***** Text segment

Reports about the Department for Education’s forthcoming guidance on trans issues for schools are encouraging, going quite some way towards our recommendations.
The Times reports that schools will be told not to allow children to use opposite-sex facilities or play contact sports for the opposite sex, and to tell parents if their child is questioning their gender.
Recent changes to the data standard for recording the sex of children in schools in England and Wales also make clear that schools should record sex (male/female; as registered at birth) for all official purposes.
However, the Times report still seems to suggest that the government may tell schools to allow children to “socially transition”, and interpret gender non-conformity as transition. It states:
“Social transitioning is the process by which children adopt the name, pronouns and expression, such as clothing and haircuts, of their preferred gender identity, which differs from their sex at birth.”

**********

__Parts of the exercise__
a) According to the text on school guidance about trans issues, what will schools be told to do if a child is questioning their gender?
b) Write out the text on school guidance about trans issues from "Recent changes to" up to and including "all official purposes.".
c) Summarize the text on school guidance about trans issues in two sentences.

***** Information provided

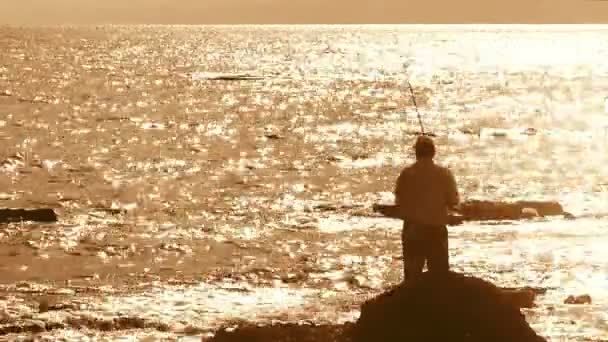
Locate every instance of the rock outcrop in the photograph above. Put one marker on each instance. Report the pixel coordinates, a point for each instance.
(452, 307)
(448, 308)
(475, 210)
(45, 215)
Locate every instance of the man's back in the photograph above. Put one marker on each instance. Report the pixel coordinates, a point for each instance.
(424, 191)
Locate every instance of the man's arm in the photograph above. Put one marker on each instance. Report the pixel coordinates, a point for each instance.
(399, 188)
(453, 197)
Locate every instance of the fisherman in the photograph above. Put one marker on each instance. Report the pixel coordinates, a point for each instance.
(424, 193)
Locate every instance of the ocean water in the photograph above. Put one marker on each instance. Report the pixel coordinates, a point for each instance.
(519, 113)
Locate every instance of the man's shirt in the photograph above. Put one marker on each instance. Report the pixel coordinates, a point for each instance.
(424, 192)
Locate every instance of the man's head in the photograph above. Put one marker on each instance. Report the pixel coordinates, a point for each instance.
(424, 147)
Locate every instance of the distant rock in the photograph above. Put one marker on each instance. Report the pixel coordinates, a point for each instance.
(46, 215)
(477, 210)
(452, 307)
(580, 300)
(285, 333)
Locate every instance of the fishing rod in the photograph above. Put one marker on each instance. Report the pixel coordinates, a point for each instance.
(416, 106)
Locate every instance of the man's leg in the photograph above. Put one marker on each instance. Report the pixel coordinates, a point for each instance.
(413, 255)
(438, 254)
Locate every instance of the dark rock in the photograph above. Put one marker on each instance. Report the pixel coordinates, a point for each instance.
(285, 333)
(451, 307)
(45, 215)
(475, 210)
(583, 299)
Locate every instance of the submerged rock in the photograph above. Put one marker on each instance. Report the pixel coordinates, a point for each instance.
(8, 215)
(578, 300)
(285, 333)
(452, 307)
(475, 210)
(449, 308)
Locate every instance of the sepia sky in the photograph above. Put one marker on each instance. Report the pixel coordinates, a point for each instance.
(45, 12)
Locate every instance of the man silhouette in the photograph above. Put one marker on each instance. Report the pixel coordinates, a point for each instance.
(424, 192)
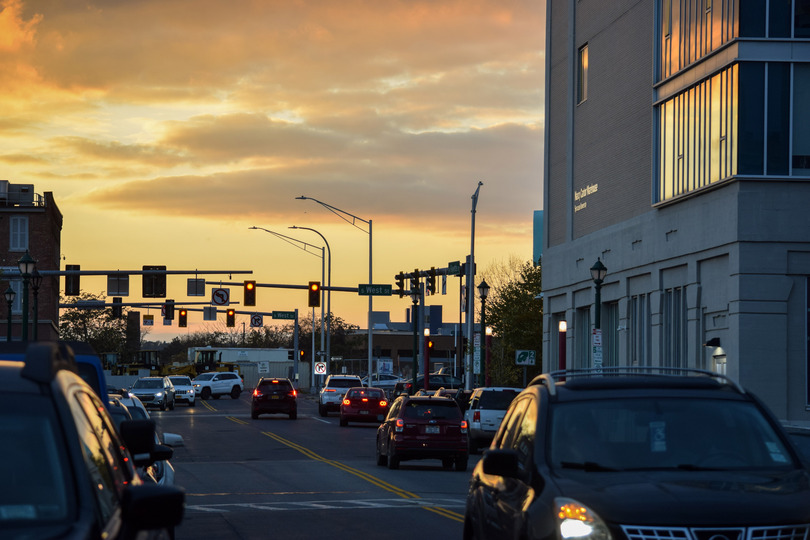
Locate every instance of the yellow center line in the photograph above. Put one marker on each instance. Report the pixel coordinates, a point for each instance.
(363, 475)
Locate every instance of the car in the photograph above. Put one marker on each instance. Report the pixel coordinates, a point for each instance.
(331, 395)
(423, 427)
(183, 389)
(154, 392)
(215, 384)
(274, 395)
(487, 407)
(361, 404)
(435, 381)
(636, 453)
(69, 472)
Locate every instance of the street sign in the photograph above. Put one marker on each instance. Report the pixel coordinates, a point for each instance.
(374, 290)
(524, 358)
(220, 297)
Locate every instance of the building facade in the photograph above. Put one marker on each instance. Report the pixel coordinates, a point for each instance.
(29, 222)
(678, 155)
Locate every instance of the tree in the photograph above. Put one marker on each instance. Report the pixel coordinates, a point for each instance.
(98, 327)
(516, 316)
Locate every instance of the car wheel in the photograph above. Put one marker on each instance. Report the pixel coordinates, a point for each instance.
(461, 464)
(382, 459)
(393, 460)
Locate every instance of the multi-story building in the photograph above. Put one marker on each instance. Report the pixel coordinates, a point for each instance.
(678, 155)
(31, 223)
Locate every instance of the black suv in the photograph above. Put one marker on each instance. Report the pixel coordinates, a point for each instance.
(65, 471)
(639, 454)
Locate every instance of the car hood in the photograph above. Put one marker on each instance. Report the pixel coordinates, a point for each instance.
(701, 497)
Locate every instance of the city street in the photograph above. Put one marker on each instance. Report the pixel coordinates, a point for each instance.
(303, 478)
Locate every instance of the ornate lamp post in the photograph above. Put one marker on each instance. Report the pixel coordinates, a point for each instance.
(598, 273)
(36, 283)
(483, 292)
(27, 265)
(10, 294)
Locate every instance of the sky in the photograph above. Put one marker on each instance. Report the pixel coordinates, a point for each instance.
(166, 129)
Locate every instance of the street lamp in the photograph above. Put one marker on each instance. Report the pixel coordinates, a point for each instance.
(598, 273)
(27, 265)
(342, 214)
(483, 292)
(10, 294)
(328, 296)
(36, 282)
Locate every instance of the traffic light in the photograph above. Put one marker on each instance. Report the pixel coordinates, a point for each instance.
(250, 293)
(314, 294)
(431, 281)
(118, 310)
(401, 284)
(72, 281)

**********

__Answers to the exercise__
a) Schools will be told to tell the child's parents.

b)
Recent changes to the data standard for recording the sex of children in schools in England and Wales also make clear that schools should record sex (male/female; as registered at birth) for all official purposes.

c) Reports say forthcoming Department for Education guidance will tell schools not to let children use opposite-sex facilities or play contact sports for the opposite sex, and to inform parents if a child is questioning their gender. A revised data standard says schools in England and Wales should record sex as registered at birth, but the Times report suggests the government may still tell schools to allow children to "socially transition."